**КОРОТКОЕ ЗАДАНИЕ A**
Повторите слово в слово строки записей, начиная со строки, где есть «background in the photo above.», и до конца записей включительно.

**ИСХОДНЫЙ ТЕКСТ**
Что изучают астрохимия и астробиология? Откуда в космосе берутся органические молекулы и может ли там зарождаться жизнь? Почему мы до сих пор не встретили братьев по разуму и может ли случиться, что мы одиноки во Вселенной? Об этом наш разговор с Дмитрием Зигфридовичем Вибе, профессором РАН, заведующим отделом физики и эволюции звезд Института астрономии РАН.
— Дмитрий Зигфридович, астрохимия — это область, которой вы занимаетесь уже очень давно. Как и когда эта тема пришла в астрономию?
— История астрохимии началась в конце 30-х гг. XX в. До этого времени люди не предполагали, что в космосе есть место для молекул. Молекулы считались чем-то земным или по крайней мере принадлежащим другим телам Солнечной системы. Какие в космосе могут быть химические процессы, если это пустое пространство, холодное, пронизанное разными разрушающими излучениями?
Но в конце 1930-х гг. обнаружили первые признаки того, что в межзвездной среде присутствуют не только атомы, ионы, но также и молекулы. А начиная с 1960-х гг., когда радиоастрономия уже пришла в астрономический обиход, оказалось, что молекулы в космосе не просто есть — их много и они весьма разнообразны.
На сегодня список различных химических соединений, обнаруживающихся в межзвездной среде, превысил 200 наименований. Среди них попадаются довольно сложные соединения, хотя первые молекулы, открытые в космосе, были простыми двухатомными соединениями. Но сейчас мы знаем уже о сложной органике, присутствующей в космосе.
Пока молекул было мало, на них можно было не обращать особенного внимания, думать, что, может быть, они появились из планетных систем, или были выброшены в космос, или это разрушение космической пыли. Но когда счет пошел уже на десятки, стало ясно, что мы должны выстраивать какое-то новое понимание процессов, которые происходят в межзвездном пространстве, включая химические реакции.

**КОРОТКОЕ ЗАДАНИЕ B**
Процитируйте дословно часть текста об астрохимии: от слов «На сегодня список» до слов «включая химические реакции.» включительно.

**ДАННЫЕ ДЛЯ ОБРАБОТКИ**

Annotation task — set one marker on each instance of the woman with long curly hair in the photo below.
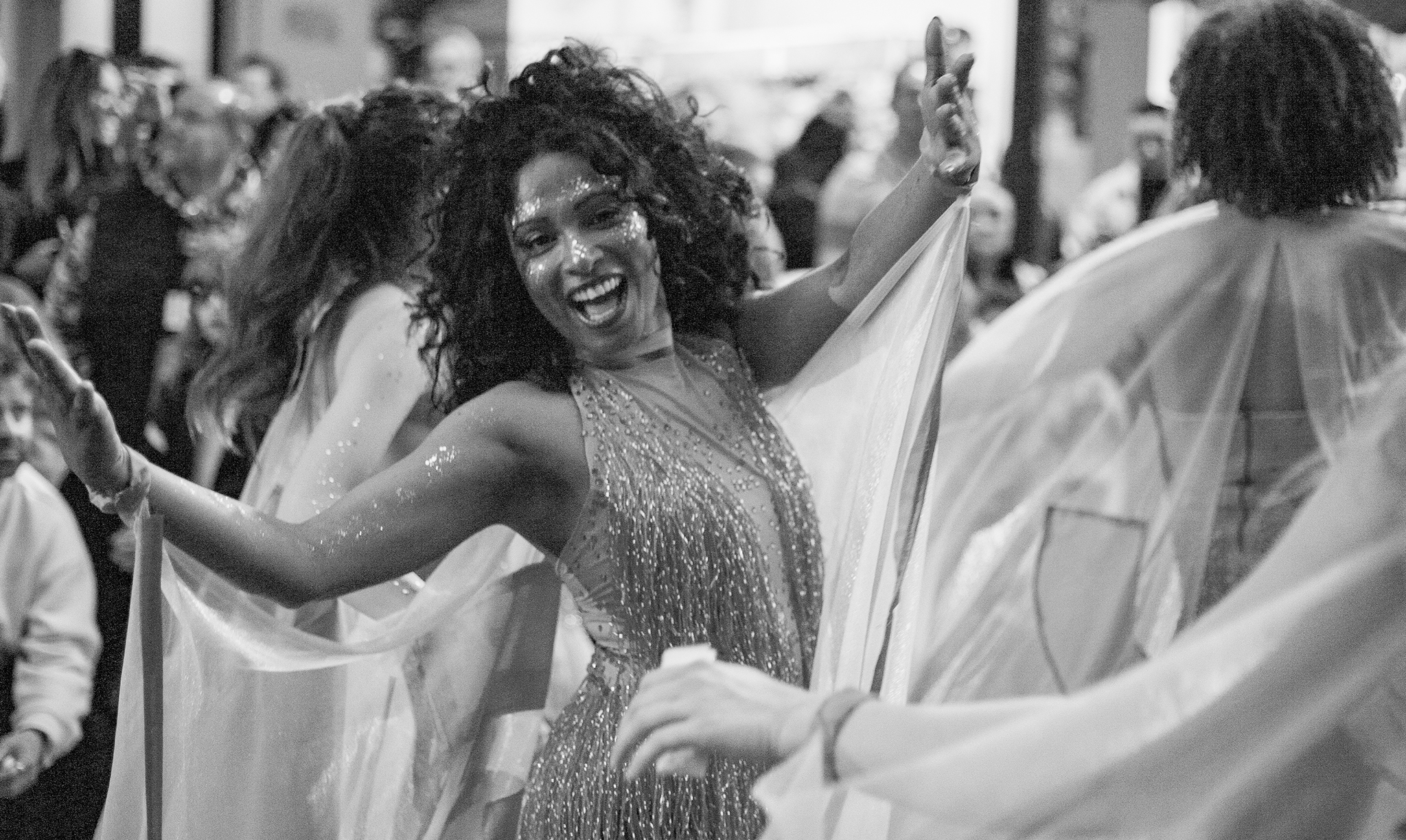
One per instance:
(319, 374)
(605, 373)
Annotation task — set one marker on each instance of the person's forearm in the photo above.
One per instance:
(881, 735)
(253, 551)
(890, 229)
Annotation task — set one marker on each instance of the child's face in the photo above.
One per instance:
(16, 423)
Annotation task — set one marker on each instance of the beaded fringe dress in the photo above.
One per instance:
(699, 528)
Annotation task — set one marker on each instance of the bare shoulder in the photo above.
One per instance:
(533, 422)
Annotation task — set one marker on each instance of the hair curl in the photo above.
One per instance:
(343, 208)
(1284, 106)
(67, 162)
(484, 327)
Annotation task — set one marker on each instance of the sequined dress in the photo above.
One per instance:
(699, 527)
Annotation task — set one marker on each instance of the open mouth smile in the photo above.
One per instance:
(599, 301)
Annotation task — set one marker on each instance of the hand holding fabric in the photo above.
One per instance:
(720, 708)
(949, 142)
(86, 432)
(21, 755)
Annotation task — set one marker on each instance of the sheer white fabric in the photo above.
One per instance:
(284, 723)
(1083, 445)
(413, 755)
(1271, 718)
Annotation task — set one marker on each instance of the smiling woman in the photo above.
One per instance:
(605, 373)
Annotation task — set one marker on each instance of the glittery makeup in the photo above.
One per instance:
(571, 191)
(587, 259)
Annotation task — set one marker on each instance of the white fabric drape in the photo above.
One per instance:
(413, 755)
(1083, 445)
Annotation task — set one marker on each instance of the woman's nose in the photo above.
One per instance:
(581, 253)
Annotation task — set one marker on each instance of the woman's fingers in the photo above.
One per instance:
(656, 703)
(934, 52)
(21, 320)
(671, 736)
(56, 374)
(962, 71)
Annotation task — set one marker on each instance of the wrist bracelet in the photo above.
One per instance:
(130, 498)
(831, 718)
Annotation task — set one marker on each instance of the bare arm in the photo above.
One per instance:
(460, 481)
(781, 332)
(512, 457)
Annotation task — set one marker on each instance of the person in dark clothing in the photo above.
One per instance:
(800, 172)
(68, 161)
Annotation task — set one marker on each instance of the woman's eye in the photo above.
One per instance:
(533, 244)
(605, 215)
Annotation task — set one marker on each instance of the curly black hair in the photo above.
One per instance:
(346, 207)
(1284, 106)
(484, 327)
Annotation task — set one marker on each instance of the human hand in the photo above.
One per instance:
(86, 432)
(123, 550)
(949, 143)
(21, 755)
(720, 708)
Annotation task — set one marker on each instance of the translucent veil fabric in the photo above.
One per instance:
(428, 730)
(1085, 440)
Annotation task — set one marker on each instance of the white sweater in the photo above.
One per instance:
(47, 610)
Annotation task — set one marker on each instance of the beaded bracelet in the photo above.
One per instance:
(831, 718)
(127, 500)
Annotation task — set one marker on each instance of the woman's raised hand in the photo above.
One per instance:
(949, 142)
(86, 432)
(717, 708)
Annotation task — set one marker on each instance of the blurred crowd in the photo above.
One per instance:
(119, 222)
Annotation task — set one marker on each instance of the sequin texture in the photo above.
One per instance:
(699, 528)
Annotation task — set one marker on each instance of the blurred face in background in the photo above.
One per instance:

**ПИСЬМЕННЫЙ ОТВЕТ A**
Annotation task — set one marker on each instance of the blurred face in background in the photo above.
One per instance:

**ПИСЬМЕННЫЙ ОТВЕТ B**
На сегодня список различных химических соединений, обнаруживающихся в межзвездной среде, превысил 200 наименований. Среди них попадаются довольно сложные соединения, хотя первые молекулы, открытые в космосе, были простыми двухатомными соединениями. Но сейчас мы знаем уже о сложной органике, присутствующей в космосе.
Пока молекул было мало, на них можно было не обращать особенного внимания, думать, что, может быть, они появились из планетных систем, или были выброшены в космос, или это разрушение космической пыли. Но когда счет пошел уже на десятки, стало ясно, что мы должны выстраивать какое-то новое понимание процессов, которые происходят в межзвездном пространстве, включая химические реакции.